● OBJETIVO DO EXERCÍCIO:
Conte quantas linhas dos dados abaixo contêm a palavra "green", diferenciando maiúsculas de minúsculas. Responda só com o número.

┄┄┄┄┄┄┄┄┄┄┄┄┄┄┄┄┄┄┄┄

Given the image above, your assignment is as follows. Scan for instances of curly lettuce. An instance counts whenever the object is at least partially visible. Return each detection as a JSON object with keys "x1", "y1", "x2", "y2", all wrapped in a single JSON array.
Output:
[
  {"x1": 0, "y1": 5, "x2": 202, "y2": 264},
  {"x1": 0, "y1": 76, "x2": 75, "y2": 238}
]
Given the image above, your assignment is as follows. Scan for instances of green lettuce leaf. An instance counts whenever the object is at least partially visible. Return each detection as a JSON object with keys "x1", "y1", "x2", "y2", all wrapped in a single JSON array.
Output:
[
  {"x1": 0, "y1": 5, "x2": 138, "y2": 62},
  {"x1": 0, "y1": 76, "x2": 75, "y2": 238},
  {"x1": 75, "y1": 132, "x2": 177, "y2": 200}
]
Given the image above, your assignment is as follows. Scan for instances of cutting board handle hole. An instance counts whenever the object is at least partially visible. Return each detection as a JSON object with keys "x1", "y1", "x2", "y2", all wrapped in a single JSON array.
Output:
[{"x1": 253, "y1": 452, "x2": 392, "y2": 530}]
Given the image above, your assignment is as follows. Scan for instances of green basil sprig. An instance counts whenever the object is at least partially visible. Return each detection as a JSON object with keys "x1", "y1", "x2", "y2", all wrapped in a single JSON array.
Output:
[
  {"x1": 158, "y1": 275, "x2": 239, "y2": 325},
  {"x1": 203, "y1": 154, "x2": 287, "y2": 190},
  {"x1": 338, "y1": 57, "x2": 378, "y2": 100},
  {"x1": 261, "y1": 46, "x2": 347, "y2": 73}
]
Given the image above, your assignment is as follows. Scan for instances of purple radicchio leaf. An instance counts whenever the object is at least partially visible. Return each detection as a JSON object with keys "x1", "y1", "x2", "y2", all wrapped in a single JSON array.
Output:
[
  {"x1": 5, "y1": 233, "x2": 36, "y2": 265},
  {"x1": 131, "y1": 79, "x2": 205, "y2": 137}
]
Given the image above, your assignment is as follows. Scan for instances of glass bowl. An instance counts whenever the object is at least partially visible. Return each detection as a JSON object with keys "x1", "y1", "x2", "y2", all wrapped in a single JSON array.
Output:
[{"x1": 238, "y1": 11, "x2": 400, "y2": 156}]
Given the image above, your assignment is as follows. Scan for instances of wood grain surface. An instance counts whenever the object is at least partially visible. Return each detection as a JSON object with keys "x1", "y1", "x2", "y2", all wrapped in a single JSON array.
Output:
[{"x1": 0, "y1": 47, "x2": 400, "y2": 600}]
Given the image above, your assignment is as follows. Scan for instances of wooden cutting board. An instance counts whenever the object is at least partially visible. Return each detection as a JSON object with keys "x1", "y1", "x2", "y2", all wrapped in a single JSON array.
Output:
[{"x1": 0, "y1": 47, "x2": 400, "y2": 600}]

┄┄┄┄┄┄┄┄┄┄┄┄┄┄┄┄┄┄┄┄

● RESULTADO FINAL:
2